The image of a long, dark-haired, vengeful, female spirit is a relatively new concept to western audiences, thanks to imports and remakes such as “The Ring” and “The Grudge.” However, that image is a classic Japanese ghost that is present in two of the four traditional tales found in “Kwaidan”, a film that won several Japanese awards in 1964 and 1965 (it was also nominated for an Academy Award for “Best Foreign Film” in 1966).
“Kwaidan” is an anthology of four different ghost stories based on the writings of 1800s author Lafcadio Hearn: “The Black Hair”, “The Woman of the Snow”, “Hoichi, the Earless”, and “In a Cup of Tea.” Like most anthologies, some stories are better than others.
“The Black Hair” tells the tale of a young Samurai who decides to divorce his devoted wife in order to marry into another, wealthier and more powerful, family. How do you think the rebuked wife will respond?
“The Woman of the Snow” is easily the creepiest tale here. Two men become lost in a blizzard and stumble into a cabin, where they fall unconscious. Some time during the night, one man wakes to find a woman hovering over the other, blowing a chilled breath into his face as he freezes to death. What will become of the one who is watching?
“Hoichi, the Earless” has been much maligned as being overlong and dull; I found it to be my favorite story in the film. It depicts a great sea battle between two rival Samurai clans hundreds of years past, through story, art and sound. Then it takes us to a Temple, where a blind musician with a reputation for exquisitely retelling the battles, is visited by a man in armor. It seems his Master wants a private performance.

_RECORD EXTRACTS:_
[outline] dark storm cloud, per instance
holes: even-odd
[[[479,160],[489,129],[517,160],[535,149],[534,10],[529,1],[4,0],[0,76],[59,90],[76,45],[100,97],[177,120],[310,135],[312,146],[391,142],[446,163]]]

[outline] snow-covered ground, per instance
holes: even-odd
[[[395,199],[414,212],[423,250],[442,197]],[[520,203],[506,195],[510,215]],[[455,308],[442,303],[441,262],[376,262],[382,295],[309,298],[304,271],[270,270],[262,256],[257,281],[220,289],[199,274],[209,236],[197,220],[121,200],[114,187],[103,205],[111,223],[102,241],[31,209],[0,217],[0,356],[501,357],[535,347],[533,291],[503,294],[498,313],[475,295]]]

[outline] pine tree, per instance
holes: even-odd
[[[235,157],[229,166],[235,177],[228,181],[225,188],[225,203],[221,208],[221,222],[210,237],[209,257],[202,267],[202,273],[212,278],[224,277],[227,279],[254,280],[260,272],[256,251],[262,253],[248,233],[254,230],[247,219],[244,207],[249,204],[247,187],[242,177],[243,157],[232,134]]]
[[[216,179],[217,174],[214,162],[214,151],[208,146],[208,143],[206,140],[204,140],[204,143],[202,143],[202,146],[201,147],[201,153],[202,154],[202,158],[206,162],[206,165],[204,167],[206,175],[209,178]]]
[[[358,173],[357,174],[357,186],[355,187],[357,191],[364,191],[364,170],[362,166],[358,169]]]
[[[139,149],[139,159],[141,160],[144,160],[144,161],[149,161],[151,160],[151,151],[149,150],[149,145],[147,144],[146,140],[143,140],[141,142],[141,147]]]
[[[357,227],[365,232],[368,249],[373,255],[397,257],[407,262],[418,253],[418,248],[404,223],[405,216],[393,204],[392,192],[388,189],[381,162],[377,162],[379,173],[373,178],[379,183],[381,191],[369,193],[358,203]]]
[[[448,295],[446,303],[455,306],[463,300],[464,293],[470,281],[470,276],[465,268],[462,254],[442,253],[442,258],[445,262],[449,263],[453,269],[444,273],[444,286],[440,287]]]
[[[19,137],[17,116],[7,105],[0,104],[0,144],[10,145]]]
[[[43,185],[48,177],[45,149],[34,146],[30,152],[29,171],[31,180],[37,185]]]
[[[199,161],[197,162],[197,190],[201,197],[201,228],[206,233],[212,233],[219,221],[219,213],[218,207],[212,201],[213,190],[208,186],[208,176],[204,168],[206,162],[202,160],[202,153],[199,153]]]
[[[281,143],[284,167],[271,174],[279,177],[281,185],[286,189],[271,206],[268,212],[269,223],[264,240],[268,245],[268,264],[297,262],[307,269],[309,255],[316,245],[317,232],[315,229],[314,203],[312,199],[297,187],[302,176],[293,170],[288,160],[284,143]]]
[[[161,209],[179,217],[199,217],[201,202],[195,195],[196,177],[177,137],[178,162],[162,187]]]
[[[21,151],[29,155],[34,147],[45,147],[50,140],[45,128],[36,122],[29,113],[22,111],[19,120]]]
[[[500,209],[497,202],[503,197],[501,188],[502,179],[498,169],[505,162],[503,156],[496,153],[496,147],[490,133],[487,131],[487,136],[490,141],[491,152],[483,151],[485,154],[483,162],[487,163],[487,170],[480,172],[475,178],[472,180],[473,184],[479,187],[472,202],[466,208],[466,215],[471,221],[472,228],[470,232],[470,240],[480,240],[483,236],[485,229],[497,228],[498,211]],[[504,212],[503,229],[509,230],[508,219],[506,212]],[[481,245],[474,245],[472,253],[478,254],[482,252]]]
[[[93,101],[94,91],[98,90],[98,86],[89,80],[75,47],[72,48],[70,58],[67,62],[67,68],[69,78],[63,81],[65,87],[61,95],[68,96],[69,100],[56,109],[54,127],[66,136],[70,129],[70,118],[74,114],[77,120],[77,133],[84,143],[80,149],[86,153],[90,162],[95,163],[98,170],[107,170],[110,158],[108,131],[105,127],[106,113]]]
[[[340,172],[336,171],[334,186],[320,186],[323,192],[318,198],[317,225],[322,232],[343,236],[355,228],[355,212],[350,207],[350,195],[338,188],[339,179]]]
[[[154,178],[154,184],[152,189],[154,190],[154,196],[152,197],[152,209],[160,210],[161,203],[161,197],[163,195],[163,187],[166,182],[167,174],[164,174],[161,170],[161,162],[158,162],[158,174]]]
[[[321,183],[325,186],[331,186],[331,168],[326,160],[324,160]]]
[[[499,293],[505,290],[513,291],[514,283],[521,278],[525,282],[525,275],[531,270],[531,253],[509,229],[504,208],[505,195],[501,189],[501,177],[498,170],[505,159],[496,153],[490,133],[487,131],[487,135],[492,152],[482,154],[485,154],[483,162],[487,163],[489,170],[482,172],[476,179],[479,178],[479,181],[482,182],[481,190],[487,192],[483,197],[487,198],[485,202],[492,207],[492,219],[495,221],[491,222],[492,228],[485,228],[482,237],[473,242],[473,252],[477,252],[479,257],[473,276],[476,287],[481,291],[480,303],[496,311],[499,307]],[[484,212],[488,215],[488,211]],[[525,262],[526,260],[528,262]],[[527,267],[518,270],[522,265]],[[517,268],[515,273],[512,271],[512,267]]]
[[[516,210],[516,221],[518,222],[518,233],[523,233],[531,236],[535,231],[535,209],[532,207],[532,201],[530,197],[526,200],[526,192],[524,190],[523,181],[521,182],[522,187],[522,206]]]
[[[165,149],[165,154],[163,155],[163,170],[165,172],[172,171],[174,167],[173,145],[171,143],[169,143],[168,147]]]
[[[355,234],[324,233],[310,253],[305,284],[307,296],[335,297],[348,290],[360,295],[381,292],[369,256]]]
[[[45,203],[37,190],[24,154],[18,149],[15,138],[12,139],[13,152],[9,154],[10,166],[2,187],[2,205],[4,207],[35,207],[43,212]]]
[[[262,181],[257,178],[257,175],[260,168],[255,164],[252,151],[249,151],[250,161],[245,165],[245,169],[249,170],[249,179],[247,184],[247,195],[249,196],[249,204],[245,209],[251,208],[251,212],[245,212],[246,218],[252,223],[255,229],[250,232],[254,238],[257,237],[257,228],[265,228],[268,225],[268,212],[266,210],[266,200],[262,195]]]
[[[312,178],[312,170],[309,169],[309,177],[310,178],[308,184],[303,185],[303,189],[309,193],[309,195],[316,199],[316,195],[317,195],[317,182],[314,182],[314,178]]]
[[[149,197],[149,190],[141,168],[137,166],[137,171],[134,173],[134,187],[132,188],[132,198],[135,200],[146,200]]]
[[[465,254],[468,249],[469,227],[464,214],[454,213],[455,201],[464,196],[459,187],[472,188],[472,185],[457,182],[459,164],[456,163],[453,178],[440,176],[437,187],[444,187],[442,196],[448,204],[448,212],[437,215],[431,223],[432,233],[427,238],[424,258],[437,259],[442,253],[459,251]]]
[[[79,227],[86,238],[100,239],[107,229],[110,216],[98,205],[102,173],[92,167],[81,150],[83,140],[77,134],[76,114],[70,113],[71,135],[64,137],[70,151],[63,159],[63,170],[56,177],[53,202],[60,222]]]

_WRITTEN TASK 1:_
Name every story title that the Kwaidan review lists as part of the film.
_WRITTEN TASK 2:_
Carry on the Kwaidan review, beginning right after its last sentence.
The items come from a source separate from the Kwaidan review.

_TASK ANSWER 1:_
"The Black Hair"
"The Woman of the Snow"
"Hoichi, the Earless"
"In a Cup of Tea"

_TASK ANSWER 2:_
“In a Cup of Tea” is probably the weakest of the stories (with “The Woman of the Snow” and “Hoichi, the Earless” being the strongest). A man drinks a cup of tea with an image of a smiling Samurai reflected on the liquid within. What will be his price for swallowing a man’s soul?
Overall, “Kwaidan” is not a scary film, although it does have some creepy images. The reason it’s a classic however, besides its retelling of legendary tales, is its amazing visual design. The backdrops are gorgeous, and the costumes are bright, colorful and full of detail. Additionally, Criterion has done an impressive job restoring the film. Asian prints age particularly poorly, and Criterion has taken painstaking efforts to present a crisp image with (comparatively speaking) relatively low scratches. The only truly distracting thing was a side-to-side movement that occurred during “Hoichi,” but this is a minor quibble to those who have been brought up on much lesser-quality transfers.
“Kwaidan” is long (“most tales run around 25 minutes, while “Hoichi” is an hour), but worth at least one viewing, if only to see that ghosts in Japanese cinema did not start with “Ringu.”
Pros: Creative set designs and classic storytelling.
Cons: The sets are obviously sets (but that ultimately becomes their charm); the stories can feel a bit long to those raised on MTV-styled editing.
Review Rating: 4 out of 5 clocks in “In a Cup of Tea” are really cool! Where can I buy one?
Also known as: “Ghost Stories”, “Ghost Story” (literal English title), “Hoichi the Earless”, “Kaidan”, “Weird Tales ”
164 Minutes; Japan
Not Rated, but most tales would probably be equivalent to a PG (“Hoichi” might be a PG13).
Rentaro Mikuni – Husband (Black Hair)
Tatsuya Nakadai – Mi nokichi (The Woman in the Snow)
Katsuo Nakamura – Hoichi (Hoichi the Earless)
Osamu Takizawa – Author/Narrator (In a Cup of Tea)
Directed by: Masaki Kobayashi
Written by: Lafcadio Hearn, Yôko Mizuki
Viewing Format: DVD
(Originally published on HorrorWatch)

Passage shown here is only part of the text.